_Textauszug_.
Immer mehr Unternehmen führen die Position des CDO, des Chief Digital Officer ein. Mit dem CDO ist die digitale Transformationskompetenz in einer Person gebündelt, idealerweise als Teil der Geschäftsführung. Kritiker des CDO-Ansatzes sagen, Digitalisierung passe nicht in eine Rolle, sie gehe alle und jeden an. Mark Klein, CDO bei ERGO sagt: „Das kann ich nur unterstreichen.“ Aber der Weg zu Beginn einer Transformation sei ein ziemlicher Kraftakt, deshalb sei die gebündelte Kompetenz wichtig. „Ich bin weniger der digitale Chefstratege, sondern Digitalunternehmer, Transformierender und Kultusminister – in einer Person.“

 

„Versicherungsscheinnummer“ ist ein Wort mit 25 Buchstaben. Ein typischer Versicherungsbegriff, den ein User Experience Designer in unserer Digital Factory von allein wohl nicht in den Mund nehmen würde. Aber wir haben genau diese 25 Buchstaben zum Thema gemacht. Bei einem Webservice, den wir für unsere Kunden entwickelt haben, wurde die Versicherungsscheinnummer das entscheidende Element zur Identifizierung. Die Kundenfeedbacks, die wir nach jedem Sprint eingesammelt haben, waren eindeutig: unsere Kunden wollen Sicherheit beim Anmelden und das Wort mit den 25 Buchstaben steht für Sicherheit.

Ich nerve meine Leute immer wieder mit der gleichen Frage: Waren Kunden in den Entwicklungsprozess ausreichend eingebunden? Einmal abfragen, reicht nicht, der Kunde muss von Anfang bis Ende dabei sein. Und damit ist schon ein wichtiger Baustein von Digitalisierung beschrieben: neue Lösungen nah am Kunden entwickeln, Customer Centricity und Service-Orientierung bei allen digitalen Angeboten.

 

Digitalunternehmer

Einfach mal digitalisieren – das macht keinen Sinn. Es braucht ein klares Ziel, einen Sinn, warum und wofür Technologie eigesetzt werden soll. Mehr Kundenfokus und mehr Kundennutzen, ist so ein Ziel.  Aus diesem Blickwinkel probieren wir bei ERGO immer wieder neue Technologien in sehr frühen Entwicklungsstadien aus.

_Aufgabenstellung_. Welche Position hat Mark Klein laut Textauszug bei ERGO? Antworte bitte in einem Satz. Die Einträge haben mit dem Textauszug nichts zu tun.

_Erfasste Daten_.
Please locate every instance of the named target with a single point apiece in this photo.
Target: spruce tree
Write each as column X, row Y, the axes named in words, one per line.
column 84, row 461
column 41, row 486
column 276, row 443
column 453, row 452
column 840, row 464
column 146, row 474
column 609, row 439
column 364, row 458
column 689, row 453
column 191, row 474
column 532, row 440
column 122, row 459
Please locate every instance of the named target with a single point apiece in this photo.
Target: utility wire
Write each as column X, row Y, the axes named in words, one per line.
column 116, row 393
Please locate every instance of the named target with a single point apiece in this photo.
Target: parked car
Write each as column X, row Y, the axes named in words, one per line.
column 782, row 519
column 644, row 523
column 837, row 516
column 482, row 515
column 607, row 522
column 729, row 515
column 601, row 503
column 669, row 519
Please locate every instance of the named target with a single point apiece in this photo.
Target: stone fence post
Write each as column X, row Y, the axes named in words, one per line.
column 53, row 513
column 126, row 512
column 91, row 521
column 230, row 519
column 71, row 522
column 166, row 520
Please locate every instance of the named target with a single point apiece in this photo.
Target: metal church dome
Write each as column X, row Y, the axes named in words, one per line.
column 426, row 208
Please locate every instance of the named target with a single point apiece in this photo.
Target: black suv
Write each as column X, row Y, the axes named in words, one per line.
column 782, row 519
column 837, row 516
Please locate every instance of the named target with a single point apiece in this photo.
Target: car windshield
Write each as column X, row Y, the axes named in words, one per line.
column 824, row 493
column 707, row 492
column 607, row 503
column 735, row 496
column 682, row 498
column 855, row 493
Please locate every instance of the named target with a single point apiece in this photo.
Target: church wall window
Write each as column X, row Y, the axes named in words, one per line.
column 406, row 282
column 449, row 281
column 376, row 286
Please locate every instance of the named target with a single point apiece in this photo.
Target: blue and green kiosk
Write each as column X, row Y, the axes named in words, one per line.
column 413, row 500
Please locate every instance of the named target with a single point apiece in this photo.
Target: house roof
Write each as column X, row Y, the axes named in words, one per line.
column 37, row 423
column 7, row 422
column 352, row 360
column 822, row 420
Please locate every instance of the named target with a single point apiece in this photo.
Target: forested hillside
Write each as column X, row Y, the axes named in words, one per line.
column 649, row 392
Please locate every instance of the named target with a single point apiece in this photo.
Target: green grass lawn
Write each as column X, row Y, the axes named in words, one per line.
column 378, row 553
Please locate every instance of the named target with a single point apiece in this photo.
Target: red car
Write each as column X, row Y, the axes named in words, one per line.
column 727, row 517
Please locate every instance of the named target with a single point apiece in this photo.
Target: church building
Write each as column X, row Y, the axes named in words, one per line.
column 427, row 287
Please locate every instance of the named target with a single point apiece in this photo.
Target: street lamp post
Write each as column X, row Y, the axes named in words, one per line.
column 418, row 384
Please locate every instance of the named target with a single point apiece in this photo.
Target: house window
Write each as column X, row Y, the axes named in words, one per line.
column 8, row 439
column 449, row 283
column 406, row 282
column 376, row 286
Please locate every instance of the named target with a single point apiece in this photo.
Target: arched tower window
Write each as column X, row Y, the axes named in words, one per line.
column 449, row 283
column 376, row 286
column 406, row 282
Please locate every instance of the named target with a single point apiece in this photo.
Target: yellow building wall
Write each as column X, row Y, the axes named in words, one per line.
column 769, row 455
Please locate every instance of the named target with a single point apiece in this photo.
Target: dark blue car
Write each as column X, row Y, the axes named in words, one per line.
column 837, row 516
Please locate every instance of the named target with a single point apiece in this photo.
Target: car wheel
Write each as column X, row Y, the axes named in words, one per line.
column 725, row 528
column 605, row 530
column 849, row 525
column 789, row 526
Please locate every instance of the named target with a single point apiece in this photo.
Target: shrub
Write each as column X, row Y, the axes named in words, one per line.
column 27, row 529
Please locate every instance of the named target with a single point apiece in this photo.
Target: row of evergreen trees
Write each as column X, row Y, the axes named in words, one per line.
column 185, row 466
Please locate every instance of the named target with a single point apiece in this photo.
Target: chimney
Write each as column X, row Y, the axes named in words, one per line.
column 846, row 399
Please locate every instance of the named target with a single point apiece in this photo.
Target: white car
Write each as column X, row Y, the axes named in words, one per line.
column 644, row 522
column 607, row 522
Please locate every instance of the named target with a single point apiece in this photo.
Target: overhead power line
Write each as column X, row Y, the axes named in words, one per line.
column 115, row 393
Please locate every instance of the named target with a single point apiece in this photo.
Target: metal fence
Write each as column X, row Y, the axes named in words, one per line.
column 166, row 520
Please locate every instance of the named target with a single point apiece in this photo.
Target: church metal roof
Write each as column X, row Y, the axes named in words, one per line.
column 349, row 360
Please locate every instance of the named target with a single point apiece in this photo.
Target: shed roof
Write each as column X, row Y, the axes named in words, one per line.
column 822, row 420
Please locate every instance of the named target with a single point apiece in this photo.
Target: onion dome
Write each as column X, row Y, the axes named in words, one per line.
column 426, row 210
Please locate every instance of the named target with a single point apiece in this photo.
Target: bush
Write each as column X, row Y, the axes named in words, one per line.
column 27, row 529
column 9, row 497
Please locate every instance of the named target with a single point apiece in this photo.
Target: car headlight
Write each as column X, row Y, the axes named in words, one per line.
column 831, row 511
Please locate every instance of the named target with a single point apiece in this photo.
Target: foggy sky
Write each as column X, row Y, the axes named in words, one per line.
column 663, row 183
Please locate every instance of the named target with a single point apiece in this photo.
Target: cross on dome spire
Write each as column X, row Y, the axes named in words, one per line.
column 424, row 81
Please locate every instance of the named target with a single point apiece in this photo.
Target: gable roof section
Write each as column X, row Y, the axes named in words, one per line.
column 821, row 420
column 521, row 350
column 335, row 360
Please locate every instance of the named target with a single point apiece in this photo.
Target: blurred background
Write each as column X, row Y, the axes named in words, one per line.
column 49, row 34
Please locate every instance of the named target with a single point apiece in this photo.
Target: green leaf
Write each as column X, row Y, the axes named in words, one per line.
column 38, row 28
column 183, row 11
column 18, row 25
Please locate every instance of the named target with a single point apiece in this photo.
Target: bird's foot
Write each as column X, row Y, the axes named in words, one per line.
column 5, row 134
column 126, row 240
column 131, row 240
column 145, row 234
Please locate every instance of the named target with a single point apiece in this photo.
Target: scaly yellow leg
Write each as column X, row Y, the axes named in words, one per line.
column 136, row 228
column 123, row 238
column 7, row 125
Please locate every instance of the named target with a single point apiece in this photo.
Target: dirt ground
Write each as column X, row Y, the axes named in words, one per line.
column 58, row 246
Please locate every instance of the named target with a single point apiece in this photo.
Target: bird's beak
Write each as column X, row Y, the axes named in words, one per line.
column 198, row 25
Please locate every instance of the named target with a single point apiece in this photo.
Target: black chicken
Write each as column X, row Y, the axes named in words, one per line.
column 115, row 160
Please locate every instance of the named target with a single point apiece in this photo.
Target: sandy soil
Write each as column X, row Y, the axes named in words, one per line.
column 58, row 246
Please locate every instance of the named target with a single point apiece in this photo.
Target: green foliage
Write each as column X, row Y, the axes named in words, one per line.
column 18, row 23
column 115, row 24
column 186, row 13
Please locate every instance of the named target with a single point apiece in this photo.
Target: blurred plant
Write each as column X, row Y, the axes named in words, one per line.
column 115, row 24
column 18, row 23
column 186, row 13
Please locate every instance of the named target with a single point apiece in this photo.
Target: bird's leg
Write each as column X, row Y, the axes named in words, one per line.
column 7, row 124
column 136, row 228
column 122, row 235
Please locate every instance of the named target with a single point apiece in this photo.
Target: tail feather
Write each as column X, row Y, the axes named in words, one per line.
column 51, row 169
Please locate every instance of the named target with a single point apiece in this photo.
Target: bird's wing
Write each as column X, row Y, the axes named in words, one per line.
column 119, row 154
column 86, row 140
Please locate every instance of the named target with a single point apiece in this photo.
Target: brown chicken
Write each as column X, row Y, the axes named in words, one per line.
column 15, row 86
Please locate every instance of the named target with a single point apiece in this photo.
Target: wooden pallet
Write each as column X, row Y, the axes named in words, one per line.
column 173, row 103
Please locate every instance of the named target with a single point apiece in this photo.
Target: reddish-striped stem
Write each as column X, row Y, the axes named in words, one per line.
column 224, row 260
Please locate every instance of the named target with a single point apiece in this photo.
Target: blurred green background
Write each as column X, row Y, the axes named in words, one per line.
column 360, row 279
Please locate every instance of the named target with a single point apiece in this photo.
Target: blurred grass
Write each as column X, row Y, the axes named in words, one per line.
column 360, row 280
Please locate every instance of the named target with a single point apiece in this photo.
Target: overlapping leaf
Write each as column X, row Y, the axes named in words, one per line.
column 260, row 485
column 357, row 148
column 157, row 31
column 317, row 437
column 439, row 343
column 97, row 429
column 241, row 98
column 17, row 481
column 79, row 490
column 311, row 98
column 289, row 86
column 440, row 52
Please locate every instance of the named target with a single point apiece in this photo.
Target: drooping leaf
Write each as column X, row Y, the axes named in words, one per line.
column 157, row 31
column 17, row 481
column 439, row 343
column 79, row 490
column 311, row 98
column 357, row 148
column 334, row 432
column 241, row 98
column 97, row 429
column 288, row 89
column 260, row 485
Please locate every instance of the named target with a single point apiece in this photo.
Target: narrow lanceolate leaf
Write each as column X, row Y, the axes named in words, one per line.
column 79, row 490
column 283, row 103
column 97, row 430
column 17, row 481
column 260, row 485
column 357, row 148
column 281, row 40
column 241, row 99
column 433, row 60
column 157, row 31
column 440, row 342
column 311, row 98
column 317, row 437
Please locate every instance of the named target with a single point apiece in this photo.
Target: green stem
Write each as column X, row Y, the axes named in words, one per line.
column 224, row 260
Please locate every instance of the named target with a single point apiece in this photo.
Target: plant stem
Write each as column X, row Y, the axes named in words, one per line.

_Ergebnis_. Mark Klein ist CDO, also Chief Digital Officer, bei ERGO.